Provided passage:
*** Begin section ***

It didn’t happen.  Some data from the Annie E. Casey Foundation’s KidsCount program tracking children from birth to adulthood show just how poorly we've been doing these last few years:

  • After dropping from 38,351 in 1990 to 28,035 in 2000, the number of infant deaths increased to 29,138 in 2007;
  • The number of low birthweight babies increased from 289,418 in 1990 to 354,333 in 2007, and the percentage increased from 7% to 8.2% of all births during the same time period;
  • 75.7% of children age 2 are properly immunized, up from 72.5% in 2003 but down from 77.4% in 2005; 
  • 52% of children age 6-17 do not engage in exercise at least five days a week, and 32% of 10-17 year olds are overweight;
  • 14,140,000 children in 2007 had special health care needs, up from 9,360,356 in 2001;
  • There were 10,198 teen deaths from accident, homicide, and suicide in 2007, age 15-19, a number that has remained steady over the decade.

When some political leaders hold up a mirror to these facts, they see them backwards.  They see decline and call it exceptionalism; they see investment in our children and call it waste.

In the early part of the past decade, we cut our taxes and got involved in two wars.  We paid less attention to the health of our children than we should have.  We put too little money into their well-being, and the trend line is still going in the wrong direction.  

Where children are concerned, American exceptionalism has become American “except-ionalism.”  We’re taking care of everyone “except” our children.

Governors have asked the federal government to let them cut children’s health programs this year, when they should be expanding them.  Twenty-six of them even went to court over the Medicaid expansion mandate, arguing that they were being “coerced” into providing needed services for families and children (see below).

There was a time when we invested in programs for our children because we understood that letting any children go hungry, be homeless, or become sick and not be able to get care was unacceptable in the greatest nation in the world.

We created mandatory immunization programs to protect them from deadly diseases.  I've still got the polio immunization card my mother was given by the public health department when I received my vaccine.  No one argued that we didn't have the resources to pay for this.

*** End section ***

Stored items:
*** Begin section ***

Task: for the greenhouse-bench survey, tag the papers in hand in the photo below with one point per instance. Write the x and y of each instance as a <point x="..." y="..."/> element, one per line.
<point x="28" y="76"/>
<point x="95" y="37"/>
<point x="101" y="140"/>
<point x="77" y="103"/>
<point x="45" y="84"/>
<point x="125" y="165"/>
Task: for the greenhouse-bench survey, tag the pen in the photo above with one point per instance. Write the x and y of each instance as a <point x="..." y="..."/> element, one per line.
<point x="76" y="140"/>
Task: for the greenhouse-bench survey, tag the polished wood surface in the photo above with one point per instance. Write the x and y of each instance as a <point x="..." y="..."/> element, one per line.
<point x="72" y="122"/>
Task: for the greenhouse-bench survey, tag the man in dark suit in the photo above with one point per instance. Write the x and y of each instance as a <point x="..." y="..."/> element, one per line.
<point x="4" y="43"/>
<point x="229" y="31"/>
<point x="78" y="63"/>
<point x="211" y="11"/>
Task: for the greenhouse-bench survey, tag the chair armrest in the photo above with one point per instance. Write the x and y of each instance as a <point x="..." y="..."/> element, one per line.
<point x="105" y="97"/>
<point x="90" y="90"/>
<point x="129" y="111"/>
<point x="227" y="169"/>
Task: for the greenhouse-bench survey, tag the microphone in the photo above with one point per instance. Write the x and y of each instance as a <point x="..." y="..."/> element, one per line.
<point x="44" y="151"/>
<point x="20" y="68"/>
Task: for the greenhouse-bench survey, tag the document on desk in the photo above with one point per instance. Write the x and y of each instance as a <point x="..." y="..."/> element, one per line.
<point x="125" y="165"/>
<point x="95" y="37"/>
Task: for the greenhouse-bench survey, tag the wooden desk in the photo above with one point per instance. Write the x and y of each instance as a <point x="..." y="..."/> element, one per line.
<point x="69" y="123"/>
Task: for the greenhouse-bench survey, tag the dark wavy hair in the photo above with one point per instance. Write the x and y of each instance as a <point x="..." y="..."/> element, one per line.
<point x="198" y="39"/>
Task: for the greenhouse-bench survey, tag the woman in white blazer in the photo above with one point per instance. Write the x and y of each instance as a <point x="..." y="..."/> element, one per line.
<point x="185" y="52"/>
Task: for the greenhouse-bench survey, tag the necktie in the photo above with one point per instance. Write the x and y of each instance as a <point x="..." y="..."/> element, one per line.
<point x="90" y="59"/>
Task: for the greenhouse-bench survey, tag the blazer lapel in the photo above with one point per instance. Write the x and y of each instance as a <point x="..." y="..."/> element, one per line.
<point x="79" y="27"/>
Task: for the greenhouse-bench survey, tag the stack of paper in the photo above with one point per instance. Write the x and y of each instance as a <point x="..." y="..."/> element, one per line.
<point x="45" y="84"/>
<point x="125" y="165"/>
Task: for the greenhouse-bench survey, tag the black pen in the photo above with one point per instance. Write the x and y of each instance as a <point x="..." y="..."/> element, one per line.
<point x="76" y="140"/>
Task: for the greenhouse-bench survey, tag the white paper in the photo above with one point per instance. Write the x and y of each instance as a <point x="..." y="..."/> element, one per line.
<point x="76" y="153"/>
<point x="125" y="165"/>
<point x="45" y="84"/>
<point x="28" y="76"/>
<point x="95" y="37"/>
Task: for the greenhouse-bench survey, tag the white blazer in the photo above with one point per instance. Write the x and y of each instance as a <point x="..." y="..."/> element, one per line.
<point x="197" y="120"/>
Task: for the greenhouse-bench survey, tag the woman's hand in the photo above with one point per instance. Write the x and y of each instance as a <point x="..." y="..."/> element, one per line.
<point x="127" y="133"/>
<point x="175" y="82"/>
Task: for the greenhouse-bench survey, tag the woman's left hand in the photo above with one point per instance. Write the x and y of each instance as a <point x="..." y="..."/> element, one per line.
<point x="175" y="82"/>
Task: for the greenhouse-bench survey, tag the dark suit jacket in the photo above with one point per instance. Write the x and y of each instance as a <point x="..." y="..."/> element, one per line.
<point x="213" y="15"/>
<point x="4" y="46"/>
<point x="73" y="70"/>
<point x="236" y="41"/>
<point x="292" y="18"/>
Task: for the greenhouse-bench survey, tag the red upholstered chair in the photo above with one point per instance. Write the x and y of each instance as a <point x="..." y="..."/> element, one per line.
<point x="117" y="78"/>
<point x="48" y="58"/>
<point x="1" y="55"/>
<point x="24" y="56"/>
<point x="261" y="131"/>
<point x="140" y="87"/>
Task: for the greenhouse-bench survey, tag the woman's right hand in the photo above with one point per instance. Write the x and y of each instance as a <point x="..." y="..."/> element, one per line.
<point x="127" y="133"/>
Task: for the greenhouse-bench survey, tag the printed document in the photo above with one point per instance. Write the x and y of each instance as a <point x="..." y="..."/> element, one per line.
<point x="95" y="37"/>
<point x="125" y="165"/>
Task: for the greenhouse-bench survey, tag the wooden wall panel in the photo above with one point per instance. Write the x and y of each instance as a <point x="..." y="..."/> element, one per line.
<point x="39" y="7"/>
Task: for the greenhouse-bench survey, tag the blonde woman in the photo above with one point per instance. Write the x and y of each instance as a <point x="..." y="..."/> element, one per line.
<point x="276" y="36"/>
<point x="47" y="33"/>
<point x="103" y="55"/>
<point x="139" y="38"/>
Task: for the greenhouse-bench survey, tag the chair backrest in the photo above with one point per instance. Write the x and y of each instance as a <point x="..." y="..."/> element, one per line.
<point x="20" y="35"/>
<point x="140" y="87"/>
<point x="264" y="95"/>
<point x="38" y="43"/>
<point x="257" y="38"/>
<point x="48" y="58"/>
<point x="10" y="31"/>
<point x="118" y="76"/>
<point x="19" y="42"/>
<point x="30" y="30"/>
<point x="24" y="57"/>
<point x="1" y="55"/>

*** End section ***

Task 1:
Answer these from the passage on children's well-being:
(a) How many infant deaths were there in 2007?
(b) How many governors went to court over the Medicaid expansion mandate?
(c) What card from the public health department does the writer still have?
Task 2:
List every distinct year named in the passage on children's well-being, in chronological order.
These rows were taken from a different source than the passage.

Exercise response 1:
(a) 29,138
(b) Twenty-six
(c) The polio immunization card given to the writer's mother when the writer received the vaccine

Exercise response 2:
1990, 2000, 2001, 2003, 2005, 2007